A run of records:

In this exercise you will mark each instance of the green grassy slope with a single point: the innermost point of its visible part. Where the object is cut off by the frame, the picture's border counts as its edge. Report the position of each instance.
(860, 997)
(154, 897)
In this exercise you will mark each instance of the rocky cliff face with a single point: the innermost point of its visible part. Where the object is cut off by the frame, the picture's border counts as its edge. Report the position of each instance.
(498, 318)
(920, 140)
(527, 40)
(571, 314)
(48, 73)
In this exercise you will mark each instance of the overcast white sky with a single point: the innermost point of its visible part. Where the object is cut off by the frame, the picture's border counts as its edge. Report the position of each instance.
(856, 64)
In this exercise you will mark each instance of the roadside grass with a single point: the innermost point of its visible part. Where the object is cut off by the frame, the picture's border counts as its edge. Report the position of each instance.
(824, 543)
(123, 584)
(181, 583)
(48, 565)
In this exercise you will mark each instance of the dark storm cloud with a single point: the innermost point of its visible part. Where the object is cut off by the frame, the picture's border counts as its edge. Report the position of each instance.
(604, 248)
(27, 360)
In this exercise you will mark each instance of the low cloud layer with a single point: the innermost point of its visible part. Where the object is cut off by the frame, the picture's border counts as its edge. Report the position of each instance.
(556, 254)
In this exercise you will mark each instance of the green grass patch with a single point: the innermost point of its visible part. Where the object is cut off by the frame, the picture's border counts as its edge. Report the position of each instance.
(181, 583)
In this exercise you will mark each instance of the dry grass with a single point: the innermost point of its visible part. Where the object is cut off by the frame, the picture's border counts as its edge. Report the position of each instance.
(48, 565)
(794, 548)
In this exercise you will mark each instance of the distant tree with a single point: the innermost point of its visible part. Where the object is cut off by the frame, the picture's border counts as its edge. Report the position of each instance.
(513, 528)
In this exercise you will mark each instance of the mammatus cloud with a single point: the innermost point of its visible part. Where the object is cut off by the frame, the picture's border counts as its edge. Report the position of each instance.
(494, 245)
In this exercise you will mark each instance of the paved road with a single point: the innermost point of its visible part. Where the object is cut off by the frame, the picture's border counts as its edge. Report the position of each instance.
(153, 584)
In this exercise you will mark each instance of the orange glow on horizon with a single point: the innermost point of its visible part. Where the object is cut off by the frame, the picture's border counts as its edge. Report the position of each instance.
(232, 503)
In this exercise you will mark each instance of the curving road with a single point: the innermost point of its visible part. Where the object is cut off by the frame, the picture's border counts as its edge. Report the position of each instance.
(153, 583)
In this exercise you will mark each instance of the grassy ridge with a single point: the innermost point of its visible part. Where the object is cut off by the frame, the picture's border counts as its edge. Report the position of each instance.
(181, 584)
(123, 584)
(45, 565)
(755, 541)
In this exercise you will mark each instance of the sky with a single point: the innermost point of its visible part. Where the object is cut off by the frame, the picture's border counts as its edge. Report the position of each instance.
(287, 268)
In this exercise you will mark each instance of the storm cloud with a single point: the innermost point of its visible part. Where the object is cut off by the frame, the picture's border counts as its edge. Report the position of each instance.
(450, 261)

Required task → Multiply by 1.95 every coordinate in the answers from the line containing "In this exercise you will mark each instance of the sky" down to the end of the items, rounding each product to the nearest whole number with halves rounded up. Rewrite that span in full, requests included, with the new coordinates.

Answer to the task →
In this exercise you will mark each instance of the sky with a single point: the innermost point of its visible part. Where the object is cut off by the frame, the picture's border counts as its edge. Report the position of each instance.
(560, 523)
In this exercise you will mark each instance of the storm cloud with a single point: the innermost point of its visible part. Where the object is cut off by the frame, the picture's border counts as its edge. Report the position of each instance.
(878, 509)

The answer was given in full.